# Available records
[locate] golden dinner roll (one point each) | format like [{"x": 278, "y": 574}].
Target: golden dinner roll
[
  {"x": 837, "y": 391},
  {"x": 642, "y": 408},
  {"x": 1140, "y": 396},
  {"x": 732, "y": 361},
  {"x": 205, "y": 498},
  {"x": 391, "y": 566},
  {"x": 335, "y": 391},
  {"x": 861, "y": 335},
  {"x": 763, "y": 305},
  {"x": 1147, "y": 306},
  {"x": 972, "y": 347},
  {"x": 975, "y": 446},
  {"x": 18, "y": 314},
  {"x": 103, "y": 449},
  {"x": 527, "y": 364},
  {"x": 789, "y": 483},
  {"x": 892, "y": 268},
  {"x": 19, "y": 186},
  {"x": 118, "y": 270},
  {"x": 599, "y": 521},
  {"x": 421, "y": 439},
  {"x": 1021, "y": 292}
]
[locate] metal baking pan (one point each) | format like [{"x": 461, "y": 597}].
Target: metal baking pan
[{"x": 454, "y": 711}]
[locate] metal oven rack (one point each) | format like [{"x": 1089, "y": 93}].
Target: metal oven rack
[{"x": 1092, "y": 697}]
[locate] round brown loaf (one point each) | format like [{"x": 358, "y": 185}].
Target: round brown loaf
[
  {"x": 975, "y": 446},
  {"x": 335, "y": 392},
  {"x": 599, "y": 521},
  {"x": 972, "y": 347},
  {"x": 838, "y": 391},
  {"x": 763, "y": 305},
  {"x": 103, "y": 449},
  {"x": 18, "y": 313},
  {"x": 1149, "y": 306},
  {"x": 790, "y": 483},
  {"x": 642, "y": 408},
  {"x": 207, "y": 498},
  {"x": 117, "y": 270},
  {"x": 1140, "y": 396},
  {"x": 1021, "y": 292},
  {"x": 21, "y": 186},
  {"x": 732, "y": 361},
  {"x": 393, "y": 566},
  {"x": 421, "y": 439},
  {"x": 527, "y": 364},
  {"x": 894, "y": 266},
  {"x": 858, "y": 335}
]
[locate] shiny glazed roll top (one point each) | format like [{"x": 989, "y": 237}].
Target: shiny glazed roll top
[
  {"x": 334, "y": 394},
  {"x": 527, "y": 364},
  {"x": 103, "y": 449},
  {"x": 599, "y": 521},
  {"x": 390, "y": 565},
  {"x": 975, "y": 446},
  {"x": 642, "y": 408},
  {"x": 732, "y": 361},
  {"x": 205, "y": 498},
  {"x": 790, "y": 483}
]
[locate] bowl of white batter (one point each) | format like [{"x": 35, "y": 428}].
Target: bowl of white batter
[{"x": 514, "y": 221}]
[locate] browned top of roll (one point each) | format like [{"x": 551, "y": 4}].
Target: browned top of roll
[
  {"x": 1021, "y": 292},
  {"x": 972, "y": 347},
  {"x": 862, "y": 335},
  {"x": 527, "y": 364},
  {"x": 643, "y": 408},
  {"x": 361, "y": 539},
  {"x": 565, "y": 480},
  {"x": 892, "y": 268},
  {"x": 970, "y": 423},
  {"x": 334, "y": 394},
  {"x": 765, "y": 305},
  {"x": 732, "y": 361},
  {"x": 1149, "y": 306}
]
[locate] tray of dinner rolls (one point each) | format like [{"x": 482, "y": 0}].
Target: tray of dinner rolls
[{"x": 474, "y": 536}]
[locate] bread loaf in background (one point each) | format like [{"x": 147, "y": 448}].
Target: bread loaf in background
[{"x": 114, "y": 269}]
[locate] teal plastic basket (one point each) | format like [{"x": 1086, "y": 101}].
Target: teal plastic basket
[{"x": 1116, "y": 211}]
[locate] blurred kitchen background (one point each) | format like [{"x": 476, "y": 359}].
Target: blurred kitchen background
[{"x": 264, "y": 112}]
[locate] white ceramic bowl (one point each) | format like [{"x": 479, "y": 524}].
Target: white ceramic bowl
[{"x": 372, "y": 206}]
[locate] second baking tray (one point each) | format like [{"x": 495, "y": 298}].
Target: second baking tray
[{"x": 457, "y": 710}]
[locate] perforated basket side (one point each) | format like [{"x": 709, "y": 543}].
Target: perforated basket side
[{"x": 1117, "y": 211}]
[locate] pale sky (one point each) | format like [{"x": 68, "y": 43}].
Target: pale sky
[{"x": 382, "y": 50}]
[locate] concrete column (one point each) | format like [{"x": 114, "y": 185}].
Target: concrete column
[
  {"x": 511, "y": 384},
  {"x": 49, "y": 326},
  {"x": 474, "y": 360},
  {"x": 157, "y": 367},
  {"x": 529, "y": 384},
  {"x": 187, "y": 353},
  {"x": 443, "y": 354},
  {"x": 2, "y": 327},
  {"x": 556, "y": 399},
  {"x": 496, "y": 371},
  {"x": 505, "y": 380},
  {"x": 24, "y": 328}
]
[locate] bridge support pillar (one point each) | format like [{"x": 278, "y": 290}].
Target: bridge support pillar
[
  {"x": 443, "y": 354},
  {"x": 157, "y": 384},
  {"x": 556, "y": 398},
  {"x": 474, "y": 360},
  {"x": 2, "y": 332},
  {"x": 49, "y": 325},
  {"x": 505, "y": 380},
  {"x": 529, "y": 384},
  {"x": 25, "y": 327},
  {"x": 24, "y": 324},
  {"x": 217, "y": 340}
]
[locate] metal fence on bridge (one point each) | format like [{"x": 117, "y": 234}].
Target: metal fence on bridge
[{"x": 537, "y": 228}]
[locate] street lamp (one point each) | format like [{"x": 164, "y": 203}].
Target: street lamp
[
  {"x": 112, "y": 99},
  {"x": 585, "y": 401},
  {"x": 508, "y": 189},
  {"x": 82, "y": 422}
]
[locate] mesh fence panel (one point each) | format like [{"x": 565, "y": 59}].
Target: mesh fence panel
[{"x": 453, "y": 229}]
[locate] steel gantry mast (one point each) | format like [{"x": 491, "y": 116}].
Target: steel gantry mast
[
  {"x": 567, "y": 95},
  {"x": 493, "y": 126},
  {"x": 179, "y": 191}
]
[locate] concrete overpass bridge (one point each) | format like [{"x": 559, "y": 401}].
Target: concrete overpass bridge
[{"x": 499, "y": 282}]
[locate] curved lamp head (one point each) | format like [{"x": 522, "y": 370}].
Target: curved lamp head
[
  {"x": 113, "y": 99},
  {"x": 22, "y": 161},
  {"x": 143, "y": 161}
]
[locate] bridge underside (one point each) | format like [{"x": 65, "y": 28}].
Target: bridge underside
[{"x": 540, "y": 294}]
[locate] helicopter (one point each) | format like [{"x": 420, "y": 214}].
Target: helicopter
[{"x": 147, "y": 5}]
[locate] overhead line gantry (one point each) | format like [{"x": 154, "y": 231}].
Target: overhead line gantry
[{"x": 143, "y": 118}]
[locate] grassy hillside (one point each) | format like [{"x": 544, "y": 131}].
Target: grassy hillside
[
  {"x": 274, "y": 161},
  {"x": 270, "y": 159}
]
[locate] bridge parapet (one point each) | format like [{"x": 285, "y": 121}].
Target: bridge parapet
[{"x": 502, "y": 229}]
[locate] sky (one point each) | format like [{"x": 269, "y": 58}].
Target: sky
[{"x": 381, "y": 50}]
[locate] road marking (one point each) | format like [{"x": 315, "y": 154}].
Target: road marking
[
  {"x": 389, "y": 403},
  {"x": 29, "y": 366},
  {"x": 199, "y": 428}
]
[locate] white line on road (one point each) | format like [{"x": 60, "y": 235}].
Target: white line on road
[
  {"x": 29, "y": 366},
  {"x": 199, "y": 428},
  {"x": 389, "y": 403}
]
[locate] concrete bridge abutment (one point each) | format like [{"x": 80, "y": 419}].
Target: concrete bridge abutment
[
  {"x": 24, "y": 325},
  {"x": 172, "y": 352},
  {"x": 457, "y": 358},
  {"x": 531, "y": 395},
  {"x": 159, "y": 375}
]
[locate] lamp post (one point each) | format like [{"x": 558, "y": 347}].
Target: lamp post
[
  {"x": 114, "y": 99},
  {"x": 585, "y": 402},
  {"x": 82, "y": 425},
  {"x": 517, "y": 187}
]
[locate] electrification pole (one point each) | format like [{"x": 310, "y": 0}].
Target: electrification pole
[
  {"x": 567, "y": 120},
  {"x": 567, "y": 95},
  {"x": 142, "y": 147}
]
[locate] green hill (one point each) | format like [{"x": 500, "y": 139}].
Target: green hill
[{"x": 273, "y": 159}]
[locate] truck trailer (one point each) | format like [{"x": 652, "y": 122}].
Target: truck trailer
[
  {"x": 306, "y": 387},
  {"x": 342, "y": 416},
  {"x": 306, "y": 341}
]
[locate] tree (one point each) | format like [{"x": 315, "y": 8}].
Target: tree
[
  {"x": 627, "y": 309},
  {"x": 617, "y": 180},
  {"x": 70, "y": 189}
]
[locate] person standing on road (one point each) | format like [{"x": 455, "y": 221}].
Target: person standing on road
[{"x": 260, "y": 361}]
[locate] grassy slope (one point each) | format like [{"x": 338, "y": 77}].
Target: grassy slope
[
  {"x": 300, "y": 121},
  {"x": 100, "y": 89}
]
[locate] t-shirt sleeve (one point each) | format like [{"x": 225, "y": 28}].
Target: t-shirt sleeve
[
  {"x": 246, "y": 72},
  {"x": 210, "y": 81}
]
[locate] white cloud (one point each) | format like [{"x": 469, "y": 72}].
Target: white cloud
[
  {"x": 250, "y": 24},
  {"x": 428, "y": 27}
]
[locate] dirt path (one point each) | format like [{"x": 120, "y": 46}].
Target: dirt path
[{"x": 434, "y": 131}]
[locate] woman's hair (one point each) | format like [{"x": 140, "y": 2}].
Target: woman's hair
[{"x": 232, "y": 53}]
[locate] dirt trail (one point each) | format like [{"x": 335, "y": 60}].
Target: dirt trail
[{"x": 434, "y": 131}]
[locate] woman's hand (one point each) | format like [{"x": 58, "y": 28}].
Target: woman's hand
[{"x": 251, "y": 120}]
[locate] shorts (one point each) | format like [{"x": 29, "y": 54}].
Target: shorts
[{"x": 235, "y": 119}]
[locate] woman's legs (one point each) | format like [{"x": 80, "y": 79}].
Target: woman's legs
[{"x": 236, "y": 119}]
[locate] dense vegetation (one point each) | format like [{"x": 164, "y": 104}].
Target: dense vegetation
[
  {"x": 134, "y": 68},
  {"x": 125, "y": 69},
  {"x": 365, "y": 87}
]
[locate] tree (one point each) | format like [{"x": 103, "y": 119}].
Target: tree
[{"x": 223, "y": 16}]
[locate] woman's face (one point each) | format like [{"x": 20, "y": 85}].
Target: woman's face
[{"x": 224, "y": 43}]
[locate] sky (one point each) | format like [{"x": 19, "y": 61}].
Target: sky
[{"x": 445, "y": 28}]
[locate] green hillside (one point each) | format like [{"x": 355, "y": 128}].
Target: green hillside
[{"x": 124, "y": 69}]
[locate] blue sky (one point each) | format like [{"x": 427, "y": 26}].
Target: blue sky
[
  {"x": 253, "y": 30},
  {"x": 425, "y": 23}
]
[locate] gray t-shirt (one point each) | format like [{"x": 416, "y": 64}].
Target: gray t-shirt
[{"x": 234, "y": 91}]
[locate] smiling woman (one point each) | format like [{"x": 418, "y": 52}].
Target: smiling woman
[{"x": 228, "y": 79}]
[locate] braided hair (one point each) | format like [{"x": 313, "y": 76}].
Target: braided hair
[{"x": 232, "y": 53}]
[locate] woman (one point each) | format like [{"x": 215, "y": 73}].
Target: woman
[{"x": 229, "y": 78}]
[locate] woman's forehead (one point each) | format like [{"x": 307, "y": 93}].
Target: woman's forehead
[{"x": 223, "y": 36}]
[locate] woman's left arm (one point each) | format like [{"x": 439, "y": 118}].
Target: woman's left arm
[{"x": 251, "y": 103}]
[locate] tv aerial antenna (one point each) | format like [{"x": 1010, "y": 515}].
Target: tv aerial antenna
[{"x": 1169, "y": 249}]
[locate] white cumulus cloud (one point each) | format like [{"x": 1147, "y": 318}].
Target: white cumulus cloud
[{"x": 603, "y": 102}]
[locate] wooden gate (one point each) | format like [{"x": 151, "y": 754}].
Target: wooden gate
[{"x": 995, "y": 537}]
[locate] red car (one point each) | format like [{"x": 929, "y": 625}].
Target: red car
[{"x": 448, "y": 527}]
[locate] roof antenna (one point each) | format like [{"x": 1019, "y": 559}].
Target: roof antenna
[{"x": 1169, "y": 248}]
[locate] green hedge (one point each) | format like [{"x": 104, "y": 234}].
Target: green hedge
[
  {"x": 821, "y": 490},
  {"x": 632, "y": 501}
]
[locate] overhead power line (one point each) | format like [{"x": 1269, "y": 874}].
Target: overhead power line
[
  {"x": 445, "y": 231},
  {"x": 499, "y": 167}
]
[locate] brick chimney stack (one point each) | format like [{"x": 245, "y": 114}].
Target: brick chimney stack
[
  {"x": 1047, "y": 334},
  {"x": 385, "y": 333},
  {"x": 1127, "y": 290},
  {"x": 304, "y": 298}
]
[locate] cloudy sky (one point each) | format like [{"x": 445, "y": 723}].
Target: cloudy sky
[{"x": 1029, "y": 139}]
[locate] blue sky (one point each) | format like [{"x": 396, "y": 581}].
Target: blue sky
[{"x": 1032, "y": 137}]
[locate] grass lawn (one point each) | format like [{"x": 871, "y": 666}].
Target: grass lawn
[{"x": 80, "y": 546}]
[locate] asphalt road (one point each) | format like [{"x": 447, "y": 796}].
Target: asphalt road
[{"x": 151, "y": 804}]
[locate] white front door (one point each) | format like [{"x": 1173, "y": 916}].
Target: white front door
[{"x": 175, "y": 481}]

# Given instruction
Reproduce only the lines running from the one that contains "[locate] cloudy sky" to the last line of the records.

# Output for this exercise
[locate] cloudy sky (one point each) | format like [{"x": 445, "y": 723}].
Target: cloudy sky
[{"x": 1029, "y": 139}]
[locate] blue sky (one point each) | format like [{"x": 396, "y": 581}].
Target: blue sky
[{"x": 1032, "y": 137}]
[locate] grass lawn (one point each) | format like [{"x": 871, "y": 666}].
Target: grass lawn
[{"x": 80, "y": 546}]
[locate] asphalt road (one point each) | format like [{"x": 447, "y": 796}].
Target: asphalt road
[{"x": 151, "y": 804}]
[locate] white front door (one point each) | format like [{"x": 1173, "y": 916}].
Target: white front door
[{"x": 175, "y": 481}]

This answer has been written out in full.